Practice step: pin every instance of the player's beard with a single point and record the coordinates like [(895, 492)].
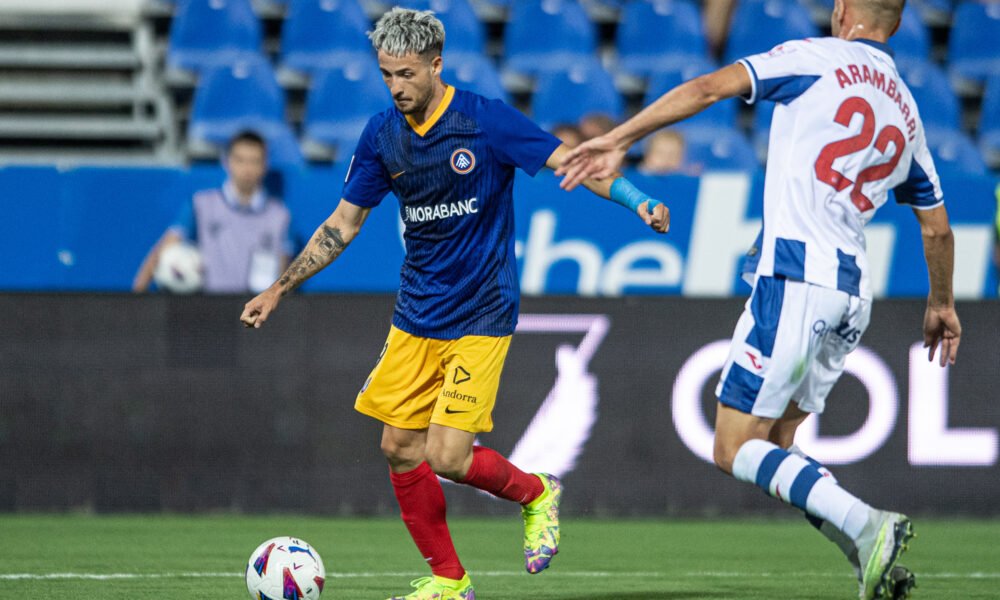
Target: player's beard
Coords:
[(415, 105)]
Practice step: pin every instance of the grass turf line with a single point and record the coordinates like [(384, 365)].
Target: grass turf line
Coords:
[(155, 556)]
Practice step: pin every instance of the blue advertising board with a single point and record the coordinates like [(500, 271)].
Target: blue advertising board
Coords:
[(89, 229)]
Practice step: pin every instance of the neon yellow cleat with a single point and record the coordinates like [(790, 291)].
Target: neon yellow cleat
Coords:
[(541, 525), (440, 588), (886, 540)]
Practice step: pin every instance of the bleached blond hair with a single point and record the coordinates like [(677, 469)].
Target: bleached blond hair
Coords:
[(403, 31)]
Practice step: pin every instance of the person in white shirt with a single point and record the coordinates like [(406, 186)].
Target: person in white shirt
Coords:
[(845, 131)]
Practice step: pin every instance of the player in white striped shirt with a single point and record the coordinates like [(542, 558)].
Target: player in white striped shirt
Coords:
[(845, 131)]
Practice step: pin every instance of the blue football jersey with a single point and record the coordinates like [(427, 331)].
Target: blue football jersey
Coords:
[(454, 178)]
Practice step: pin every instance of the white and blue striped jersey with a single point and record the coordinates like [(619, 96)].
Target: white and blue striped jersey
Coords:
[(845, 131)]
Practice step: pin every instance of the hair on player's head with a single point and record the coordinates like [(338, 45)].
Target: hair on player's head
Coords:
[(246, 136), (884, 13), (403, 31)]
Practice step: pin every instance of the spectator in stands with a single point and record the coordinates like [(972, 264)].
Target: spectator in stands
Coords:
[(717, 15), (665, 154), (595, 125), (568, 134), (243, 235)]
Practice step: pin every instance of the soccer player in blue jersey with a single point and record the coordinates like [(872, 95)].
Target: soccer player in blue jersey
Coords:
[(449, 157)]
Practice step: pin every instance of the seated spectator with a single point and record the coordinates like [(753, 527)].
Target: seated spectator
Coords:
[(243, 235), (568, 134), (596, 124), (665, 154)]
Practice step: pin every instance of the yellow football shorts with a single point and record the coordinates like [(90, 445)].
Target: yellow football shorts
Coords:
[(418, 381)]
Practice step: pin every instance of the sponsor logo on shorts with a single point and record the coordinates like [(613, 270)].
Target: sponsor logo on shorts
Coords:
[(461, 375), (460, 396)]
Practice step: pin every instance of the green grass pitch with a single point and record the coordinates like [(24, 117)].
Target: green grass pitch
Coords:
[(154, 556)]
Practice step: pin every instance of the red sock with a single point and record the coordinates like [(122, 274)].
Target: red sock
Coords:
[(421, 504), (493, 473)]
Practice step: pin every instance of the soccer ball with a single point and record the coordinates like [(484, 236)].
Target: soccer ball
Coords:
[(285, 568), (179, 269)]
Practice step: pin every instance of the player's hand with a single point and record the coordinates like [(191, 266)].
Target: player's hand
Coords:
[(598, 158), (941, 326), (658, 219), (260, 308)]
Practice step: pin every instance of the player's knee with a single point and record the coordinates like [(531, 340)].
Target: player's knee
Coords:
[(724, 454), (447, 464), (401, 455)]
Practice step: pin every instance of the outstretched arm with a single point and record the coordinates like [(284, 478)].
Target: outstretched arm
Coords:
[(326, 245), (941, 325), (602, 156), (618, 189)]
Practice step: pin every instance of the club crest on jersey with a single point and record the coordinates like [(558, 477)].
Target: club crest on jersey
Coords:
====================
Report every line in the listing that holds the word "soccer".

• **Expected output**
Practice step: pin every instance of the soccer player in blue jersey with a single point and record the coordinates like [(872, 95)].
Target: soccer player in blue jersey
Practice step: pin every instance of the soccer ball with a single point and record the coordinates like [(484, 236)].
Target: soccer ball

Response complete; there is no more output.